• [SOURCE TEXT]:
HMS1: short Hermann–Mauguin symbol of S, referred to the coordinate system and setting of G; this symbol may be unconventional.
(HMS2): conventional short Hermann–Mauguin symbol of S, given only if HMS1 is not in conventional short form.

Sequence of numbers: coordinate triplets of G retained in S. The numbers refer to the numbering scheme of the coordinate triplets of the general position. For the centred layer groups the following abbreviations are used:

Block I (all translations retained). Number +: coordinate triplet given by Number, plus that obtained by adding the centring translation (1/2, 1/2, 0) of G. (Numbers) +: the same as above, but applied to all Numbers between parentheses.
Block IIa (not all translations retained). Number + (1/2, 1/2, 0): coordinate triplet obtained by adding the translation (1/2, 1/2, 0) to the triplet given by Number. (Numbers) + (1/2, 1/2, 0): the same as above, but applied to all Numbers between parentheses.

• [TASK DESCRIPTION]:
Retype the key to the Hermann–Mauguin subgroup notation above word for word, from start to end.

• [ENTRIES SHOWN]:
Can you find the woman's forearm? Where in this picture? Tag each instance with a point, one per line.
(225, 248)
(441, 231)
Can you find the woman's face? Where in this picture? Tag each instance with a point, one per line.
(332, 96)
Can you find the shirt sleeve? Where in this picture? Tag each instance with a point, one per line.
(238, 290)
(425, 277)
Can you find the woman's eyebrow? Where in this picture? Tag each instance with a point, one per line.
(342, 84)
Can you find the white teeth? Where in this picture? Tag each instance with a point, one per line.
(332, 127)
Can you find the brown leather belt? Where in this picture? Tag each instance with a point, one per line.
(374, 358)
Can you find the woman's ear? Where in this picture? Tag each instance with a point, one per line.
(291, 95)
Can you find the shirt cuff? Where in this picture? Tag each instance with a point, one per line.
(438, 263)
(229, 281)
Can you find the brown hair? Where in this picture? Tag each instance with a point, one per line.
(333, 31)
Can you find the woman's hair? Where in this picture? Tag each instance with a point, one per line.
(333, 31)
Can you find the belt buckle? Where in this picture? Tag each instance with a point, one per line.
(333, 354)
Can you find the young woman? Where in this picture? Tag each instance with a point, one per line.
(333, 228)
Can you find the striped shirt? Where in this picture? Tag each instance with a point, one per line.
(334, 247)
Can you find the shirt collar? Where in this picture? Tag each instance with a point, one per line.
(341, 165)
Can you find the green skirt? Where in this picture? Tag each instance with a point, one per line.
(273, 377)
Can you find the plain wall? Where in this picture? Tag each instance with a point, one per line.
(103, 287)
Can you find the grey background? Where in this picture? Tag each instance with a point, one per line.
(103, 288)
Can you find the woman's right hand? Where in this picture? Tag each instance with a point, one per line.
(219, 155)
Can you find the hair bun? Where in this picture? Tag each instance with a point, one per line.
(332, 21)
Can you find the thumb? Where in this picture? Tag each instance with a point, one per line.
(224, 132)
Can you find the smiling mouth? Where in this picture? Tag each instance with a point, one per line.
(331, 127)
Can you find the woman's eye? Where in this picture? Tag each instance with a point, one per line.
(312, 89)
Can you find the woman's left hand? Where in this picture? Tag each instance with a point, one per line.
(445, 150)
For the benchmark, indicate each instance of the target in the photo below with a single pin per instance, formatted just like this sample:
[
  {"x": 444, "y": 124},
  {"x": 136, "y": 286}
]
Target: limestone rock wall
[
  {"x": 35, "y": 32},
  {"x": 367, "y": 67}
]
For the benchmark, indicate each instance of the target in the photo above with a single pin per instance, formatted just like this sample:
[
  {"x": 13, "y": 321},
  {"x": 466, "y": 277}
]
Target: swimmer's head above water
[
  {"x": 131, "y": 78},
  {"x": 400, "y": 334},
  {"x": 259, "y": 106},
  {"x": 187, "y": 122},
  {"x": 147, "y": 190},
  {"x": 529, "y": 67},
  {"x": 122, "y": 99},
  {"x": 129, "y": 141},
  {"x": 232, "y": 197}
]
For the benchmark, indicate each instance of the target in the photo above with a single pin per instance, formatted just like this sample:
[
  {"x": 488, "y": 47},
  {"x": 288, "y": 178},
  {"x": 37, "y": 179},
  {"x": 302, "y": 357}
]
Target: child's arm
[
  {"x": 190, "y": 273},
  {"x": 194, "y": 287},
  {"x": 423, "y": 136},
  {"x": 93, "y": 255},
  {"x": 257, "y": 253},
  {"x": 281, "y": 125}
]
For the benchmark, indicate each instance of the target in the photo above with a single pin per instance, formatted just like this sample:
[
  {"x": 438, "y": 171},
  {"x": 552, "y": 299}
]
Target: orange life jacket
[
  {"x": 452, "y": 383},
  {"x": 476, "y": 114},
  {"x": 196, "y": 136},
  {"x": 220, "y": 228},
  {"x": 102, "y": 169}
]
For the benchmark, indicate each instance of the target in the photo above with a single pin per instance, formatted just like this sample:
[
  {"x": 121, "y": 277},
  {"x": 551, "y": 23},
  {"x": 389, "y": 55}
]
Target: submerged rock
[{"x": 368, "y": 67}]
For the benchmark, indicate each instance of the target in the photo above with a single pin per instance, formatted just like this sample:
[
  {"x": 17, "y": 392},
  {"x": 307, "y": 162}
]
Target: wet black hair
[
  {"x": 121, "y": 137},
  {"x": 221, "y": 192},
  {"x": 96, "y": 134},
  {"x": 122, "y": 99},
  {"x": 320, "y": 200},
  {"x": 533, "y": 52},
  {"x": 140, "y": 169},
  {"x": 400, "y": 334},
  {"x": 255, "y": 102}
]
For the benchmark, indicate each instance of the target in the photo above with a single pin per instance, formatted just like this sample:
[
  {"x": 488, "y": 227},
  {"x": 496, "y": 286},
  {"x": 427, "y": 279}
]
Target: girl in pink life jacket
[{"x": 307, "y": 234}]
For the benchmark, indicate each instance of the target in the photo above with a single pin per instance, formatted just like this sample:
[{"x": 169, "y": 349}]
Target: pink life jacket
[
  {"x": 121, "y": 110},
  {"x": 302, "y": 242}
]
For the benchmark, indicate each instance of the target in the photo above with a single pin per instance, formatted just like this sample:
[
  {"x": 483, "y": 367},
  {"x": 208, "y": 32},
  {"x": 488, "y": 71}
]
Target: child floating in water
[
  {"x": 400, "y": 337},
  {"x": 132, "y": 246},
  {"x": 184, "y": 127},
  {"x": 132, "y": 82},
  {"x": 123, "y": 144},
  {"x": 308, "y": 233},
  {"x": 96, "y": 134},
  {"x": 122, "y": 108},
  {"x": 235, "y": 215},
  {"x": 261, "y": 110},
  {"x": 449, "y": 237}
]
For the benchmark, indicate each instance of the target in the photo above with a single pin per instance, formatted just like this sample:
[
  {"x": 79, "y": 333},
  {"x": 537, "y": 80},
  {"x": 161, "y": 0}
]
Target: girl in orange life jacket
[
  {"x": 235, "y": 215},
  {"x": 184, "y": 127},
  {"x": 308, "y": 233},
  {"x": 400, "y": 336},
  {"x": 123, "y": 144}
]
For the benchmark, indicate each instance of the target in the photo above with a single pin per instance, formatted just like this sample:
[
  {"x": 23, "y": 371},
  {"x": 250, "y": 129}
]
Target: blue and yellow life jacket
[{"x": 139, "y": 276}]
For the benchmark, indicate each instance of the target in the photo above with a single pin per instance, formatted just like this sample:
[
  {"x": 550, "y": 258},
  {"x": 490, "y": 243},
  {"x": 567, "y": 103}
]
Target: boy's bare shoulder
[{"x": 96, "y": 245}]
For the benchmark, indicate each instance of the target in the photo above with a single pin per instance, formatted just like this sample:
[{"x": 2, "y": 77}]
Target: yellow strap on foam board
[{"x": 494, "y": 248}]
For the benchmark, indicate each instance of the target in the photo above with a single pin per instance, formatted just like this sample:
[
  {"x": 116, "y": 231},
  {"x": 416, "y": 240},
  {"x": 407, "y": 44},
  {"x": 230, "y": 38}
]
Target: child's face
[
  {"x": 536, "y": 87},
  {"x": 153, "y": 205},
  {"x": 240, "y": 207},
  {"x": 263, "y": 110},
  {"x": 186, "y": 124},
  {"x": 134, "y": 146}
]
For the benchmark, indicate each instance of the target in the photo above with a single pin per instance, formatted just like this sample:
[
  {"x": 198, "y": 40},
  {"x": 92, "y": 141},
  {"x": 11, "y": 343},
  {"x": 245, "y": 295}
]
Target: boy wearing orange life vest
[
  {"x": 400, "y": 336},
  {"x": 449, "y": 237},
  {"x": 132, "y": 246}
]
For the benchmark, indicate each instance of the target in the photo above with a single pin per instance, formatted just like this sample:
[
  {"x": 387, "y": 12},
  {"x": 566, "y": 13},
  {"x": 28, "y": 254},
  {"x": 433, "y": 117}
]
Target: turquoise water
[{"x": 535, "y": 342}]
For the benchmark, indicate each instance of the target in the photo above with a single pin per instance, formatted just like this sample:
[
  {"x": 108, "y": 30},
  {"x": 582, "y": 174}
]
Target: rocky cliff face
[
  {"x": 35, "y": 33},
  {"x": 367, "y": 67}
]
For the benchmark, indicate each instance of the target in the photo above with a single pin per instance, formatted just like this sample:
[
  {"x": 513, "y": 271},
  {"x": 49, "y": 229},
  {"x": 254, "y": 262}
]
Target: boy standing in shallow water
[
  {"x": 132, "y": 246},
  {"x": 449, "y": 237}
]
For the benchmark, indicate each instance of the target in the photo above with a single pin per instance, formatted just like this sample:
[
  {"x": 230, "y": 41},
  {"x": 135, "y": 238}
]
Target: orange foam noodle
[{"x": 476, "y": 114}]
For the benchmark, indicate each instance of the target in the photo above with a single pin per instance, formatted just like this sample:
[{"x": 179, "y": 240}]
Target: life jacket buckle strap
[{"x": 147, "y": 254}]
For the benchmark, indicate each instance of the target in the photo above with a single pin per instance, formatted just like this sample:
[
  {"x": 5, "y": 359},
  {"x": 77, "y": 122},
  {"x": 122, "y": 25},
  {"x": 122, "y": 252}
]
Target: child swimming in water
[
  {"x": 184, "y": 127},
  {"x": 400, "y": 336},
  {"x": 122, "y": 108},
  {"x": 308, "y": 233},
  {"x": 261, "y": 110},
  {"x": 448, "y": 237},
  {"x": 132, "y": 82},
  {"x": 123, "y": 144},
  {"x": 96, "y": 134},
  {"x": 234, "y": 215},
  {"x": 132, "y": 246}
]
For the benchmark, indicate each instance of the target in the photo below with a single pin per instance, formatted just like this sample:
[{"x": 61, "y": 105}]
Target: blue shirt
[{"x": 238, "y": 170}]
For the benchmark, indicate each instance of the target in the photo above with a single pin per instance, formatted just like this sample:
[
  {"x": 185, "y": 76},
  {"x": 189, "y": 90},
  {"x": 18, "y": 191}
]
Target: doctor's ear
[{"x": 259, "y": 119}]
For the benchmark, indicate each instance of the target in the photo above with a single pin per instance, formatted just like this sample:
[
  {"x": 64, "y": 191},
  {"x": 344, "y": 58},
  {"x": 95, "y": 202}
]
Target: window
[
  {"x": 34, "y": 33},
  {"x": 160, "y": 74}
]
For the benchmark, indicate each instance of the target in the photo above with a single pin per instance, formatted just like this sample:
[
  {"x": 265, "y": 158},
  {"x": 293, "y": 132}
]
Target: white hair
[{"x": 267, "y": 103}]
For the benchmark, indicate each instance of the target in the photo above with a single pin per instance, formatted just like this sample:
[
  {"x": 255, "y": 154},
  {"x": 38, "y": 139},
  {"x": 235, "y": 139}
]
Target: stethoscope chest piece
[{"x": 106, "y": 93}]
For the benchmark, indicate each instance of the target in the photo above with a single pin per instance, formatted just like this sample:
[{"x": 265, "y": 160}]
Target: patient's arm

• [REPLY]:
HMS1: short Hermann–Mauguin symbol of S, referred to the coordinate system and setting of G; this symbol may be unconventional.
(HMS2): conventional short Hermann–Mauguin symbol of S, given only if HMS1 is not in conventional short form.

Sequence of numbers: coordinate triplets of G retained in S. The numbers refer to the numbering scheme of the coordinate triplets of the general position. For the centred layer groups the following abbreviations are used:

Block I (all translations retained). Number +: coordinate triplet given by Number, plus that obtained by adding the centring translation (1/2, 1/2, 0) of G. (Numbers) +: the same as above, but applied to all Numbers between parentheses.
Block IIa (not all translations retained). Number + (1/2, 1/2, 0): coordinate triplet obtained by adding the translation (1/2, 1/2, 0) to the triplet given by Number. (Numbers) + (1/2, 1/2, 0): the same as above, but applied to all Numbers between parentheses.